# DOCUMENT start
Opinion
A148965
01-18-2019
NOT TO BE PUBLISHED IN OFFICIAL REPORTS
California Rules of Court, rule 8.1115(a), prohibits courts and parties from citing or relying on opinions not certified for publication or ordered published, except as specified by rule 8.1115(b). This opinion has not been certified for publication or ordered published for purposes of rule 8.1115. (Contra Costa County Super. Ct. No. 51519271)
A jury convicted Jamariel Valery of conspiracy to commit a felony (Pen. Code, § 182, subd. (a)(1) [Count 1]) and carrying a loaded, unregistered firearm in a vehicle (§ 25850, subds. (a) & (c) [Count 5]), and found true the related gang enhancements. The trial court suspended imposition of sentence and placed him on probation for three years, subject to various conditions. Valery contends the condition requiring him to obtain his probation officer's permission before changing his place of residence or traveling out of state (residency/travel condition) is invalid under People v. Lent (1975) 15 Cal.3d 481 (Lent) and unconstitutionally overbroad. The Attorney General states, and Valery concedes, that the stay of probation on Count 1 constitutes an unauthorized sentence. We agree that the stay of probation on Count 1 must be vacated. As modified, we affirm the order of probation.
All further undesignated statutory references are to the Penal Code.
I. BACKGROUND
On August 19, 2015, Richmond Police Department officers, Enrik Melgoza and Christopher Llamas, conducted a traffic enforcement stop on a vehicle for a traffic violation. The driver, later identified as Valery, complied with the request to pull over. As the car came to a stop, Officer Melgoza saw the rear passenger immediately hunch down. Officer Llamas approached the driver's side of the car, while Officer Melgoza approached the rear passenger side. Officer Llamas observed Valery wearing a hat specific to north Richmond gangs. Officer Melgoza immediately recognized the rear passenger and front passenger from prior contacts as Myron Skinner and Idris Jamerson, respectively. Officer Melgoza smelled marijuana coming from the car.
Officer Melgoza asked Skinner to exit the car, pat-searched him and did not find any weapons, and detained him in handcuffs on the curb. Melgoza then took a white cell phone from Jamerson's lap and had him step out of the car. Officer Melgoza pat-searched Jamerson and found a black semiautomatic .40 caliber loaded handgun in Jamerson's right jacket pocket. Jamerson was placed in the police car with his hands cuffed behind his body. Officer Melgoza then lifted up the front passenger seat and found a black and silver .45 caliber semiautomatic handgun, which was later determined to be loaded.
# DOCUMENT end
# REQUESTS
1. Please substitute "cap" for "hat" in the court opinion, from "All further undesignated" up to and including "from the car.", and give that passage again.
2. Turn the court opinion's paragraph beginning "Officer Melgoza asked Skinner to exit the car" into a short list that keeps its main facts.
# DATASET CONTENT start
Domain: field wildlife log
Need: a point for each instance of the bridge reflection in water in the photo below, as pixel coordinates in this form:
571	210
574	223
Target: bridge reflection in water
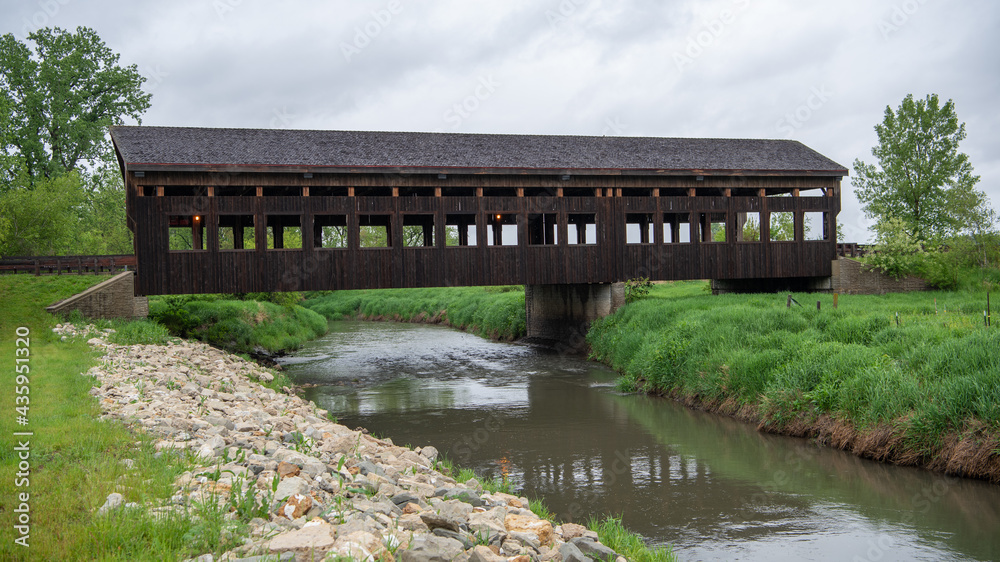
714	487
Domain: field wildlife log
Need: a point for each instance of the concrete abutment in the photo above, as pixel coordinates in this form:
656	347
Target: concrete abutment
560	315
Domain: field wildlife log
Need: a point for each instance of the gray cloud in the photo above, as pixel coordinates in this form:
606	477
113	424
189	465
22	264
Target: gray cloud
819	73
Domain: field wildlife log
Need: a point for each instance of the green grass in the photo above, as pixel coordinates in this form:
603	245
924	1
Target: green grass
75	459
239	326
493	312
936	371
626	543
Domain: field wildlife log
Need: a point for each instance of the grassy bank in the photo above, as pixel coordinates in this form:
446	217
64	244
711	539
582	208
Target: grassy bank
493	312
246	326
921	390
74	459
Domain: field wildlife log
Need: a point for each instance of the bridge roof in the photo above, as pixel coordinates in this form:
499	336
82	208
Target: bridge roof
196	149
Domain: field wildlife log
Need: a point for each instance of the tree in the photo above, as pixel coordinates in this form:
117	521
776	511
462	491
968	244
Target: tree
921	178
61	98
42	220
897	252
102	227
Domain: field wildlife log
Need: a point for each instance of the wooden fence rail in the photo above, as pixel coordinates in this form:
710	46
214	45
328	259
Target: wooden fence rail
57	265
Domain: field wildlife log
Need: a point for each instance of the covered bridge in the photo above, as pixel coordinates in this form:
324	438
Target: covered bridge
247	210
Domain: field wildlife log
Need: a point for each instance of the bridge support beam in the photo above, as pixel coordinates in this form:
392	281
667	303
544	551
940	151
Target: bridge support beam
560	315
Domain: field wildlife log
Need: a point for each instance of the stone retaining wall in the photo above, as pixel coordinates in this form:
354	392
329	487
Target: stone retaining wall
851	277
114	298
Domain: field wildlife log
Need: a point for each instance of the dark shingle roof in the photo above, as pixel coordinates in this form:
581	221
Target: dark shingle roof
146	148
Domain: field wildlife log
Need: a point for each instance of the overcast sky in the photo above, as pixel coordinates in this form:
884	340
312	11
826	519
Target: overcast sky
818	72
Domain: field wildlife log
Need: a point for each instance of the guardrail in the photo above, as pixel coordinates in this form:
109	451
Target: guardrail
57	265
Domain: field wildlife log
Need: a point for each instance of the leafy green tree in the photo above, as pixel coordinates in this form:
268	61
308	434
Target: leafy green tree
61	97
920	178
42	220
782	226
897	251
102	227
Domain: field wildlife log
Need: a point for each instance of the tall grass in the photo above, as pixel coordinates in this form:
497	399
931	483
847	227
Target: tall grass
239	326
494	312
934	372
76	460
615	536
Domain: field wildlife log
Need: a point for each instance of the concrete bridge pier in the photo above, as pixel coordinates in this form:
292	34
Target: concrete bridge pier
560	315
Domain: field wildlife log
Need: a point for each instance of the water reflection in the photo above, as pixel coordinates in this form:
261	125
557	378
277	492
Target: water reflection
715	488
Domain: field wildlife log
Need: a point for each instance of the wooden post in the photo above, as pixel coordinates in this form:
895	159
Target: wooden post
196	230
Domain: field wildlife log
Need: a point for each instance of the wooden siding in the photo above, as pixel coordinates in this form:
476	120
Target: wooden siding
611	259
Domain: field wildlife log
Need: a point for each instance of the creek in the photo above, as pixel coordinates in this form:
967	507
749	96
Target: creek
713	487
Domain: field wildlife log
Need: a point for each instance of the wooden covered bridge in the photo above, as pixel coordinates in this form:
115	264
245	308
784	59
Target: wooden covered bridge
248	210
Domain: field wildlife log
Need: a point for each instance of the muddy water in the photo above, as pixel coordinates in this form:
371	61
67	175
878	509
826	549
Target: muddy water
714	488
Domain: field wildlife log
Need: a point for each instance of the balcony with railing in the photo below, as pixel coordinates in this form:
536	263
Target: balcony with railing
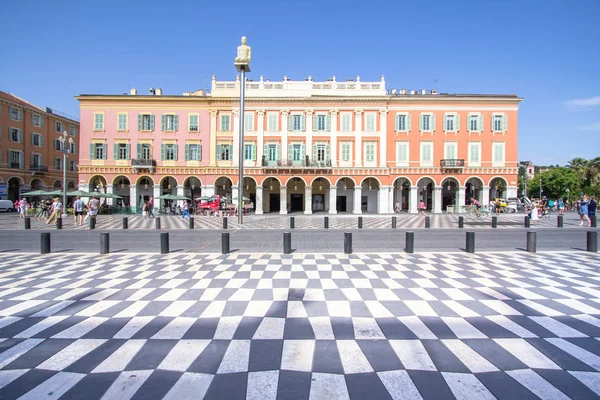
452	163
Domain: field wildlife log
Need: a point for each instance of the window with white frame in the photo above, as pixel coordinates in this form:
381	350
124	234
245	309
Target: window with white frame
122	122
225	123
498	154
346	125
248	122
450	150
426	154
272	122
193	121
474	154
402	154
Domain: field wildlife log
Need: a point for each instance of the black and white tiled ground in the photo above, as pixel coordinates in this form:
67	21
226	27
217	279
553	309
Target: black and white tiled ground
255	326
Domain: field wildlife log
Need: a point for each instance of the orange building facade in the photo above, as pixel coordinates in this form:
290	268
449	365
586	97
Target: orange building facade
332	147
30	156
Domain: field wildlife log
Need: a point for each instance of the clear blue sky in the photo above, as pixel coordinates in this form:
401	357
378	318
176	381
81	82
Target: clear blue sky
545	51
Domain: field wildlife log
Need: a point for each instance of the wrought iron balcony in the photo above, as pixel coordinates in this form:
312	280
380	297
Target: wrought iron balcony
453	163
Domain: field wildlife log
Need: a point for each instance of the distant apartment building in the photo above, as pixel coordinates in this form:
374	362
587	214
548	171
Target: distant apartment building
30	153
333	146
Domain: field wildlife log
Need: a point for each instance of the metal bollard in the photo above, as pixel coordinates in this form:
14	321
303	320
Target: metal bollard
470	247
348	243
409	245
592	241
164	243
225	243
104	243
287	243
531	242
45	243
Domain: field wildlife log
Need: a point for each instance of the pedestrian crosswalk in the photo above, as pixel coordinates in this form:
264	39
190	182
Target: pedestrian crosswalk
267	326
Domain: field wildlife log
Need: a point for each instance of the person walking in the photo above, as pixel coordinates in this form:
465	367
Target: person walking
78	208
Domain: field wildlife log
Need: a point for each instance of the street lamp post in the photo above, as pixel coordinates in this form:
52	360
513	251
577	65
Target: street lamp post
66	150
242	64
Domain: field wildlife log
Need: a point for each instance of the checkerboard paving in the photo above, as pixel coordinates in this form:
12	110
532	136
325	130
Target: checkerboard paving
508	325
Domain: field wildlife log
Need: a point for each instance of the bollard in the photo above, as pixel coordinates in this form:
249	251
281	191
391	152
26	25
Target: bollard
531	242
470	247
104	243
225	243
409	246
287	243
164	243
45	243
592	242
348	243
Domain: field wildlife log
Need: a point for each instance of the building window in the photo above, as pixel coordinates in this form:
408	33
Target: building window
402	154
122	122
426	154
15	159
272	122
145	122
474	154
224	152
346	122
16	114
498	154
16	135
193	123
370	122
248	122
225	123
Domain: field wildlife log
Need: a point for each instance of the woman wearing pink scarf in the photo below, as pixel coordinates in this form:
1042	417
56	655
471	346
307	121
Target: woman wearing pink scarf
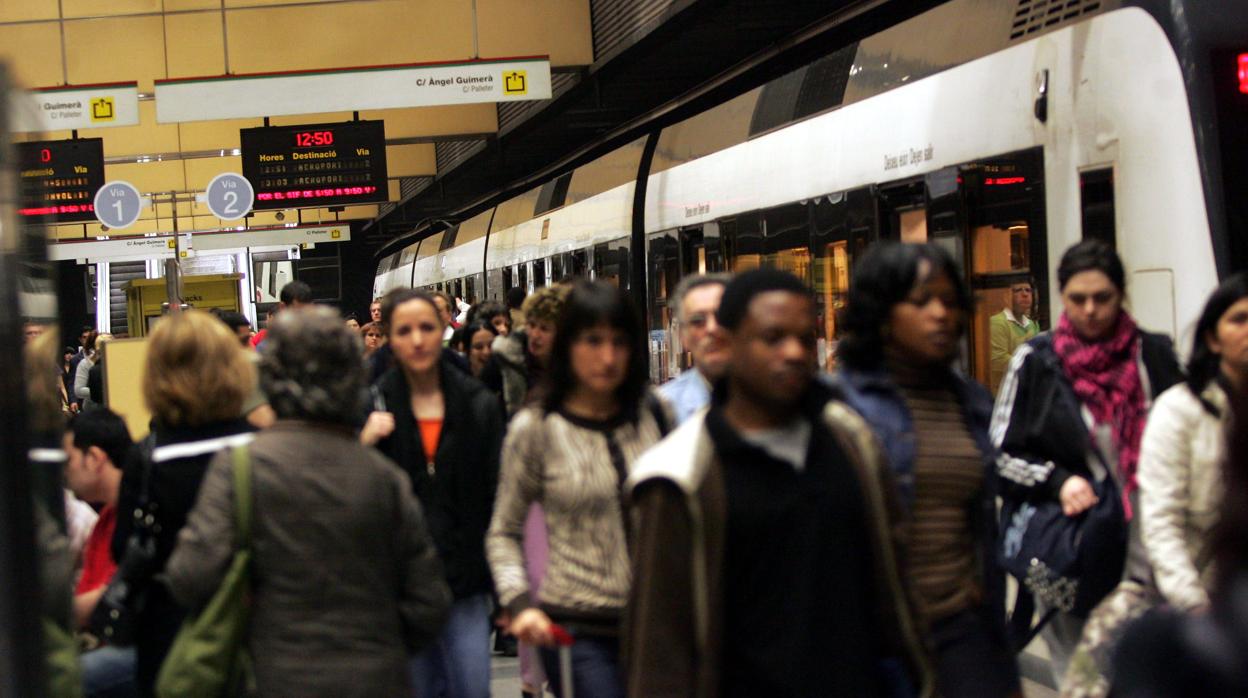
# DATASET CONTENT end
# RESPONSES TO THE TASKS
1.
All further undesignated statutory references are to the Penal Code.
I. BACKGROUND
On August 19, 2015, Richmond Police Department officers, Enrik Melgoza and Christopher Llamas, conducted a traffic enforcement stop on a vehicle for a traffic violation. The driver, later identified as Valery, complied with the request to pull over. As the car came to a stop, Officer Melgoza saw the rear passenger immediately hunch down. Officer Llamas approached the driver's side of the car, while Officer Melgoza approached the rear passenger side. Officer Llamas observed Valery wearing a cap specific to north Richmond gangs. Officer Melgoza immediately recognized the rear passenger and front passenger from prior contacts as Myron Skinner and Idris Jamerson, respectively. Officer Melgoza smelled marijuana coming from the car.

2.
- Officer Melgoza had Skinner exit the car, pat-searched him, found no weapons and detained him in handcuffs on the curb.
- Melgoza took a white cell phone from Jamerson's lap and had him step out of the car.
- A pat-search of Jamerson turned up a loaded black semiautomatic .40 caliber handgun in his right jacket pocket.
- Jamerson was placed in the police car with his hands cuffed behind his body.
- Under the front passenger seat, Melgoza found a black and silver .45 caliber semiautomatic handgun, later determined to be loaded.